### [What is asked]
Rewrite every line of the rows below, requests included. Scale each x and y coordinate in the answers by 0.75 and round to whole numbers, with halves rounding up, but leave the numbers in the requests and their samples unchanged.

^^^^^^^^

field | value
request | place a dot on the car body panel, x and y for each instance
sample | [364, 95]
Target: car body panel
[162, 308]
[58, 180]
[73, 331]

^^^^^^^^

### [Answer to this problem]
field | value
request | place a dot on the car body panel, x and y for each instance
sample | [364, 95]
Target: car body panel
[122, 231]
[44, 135]
[55, 248]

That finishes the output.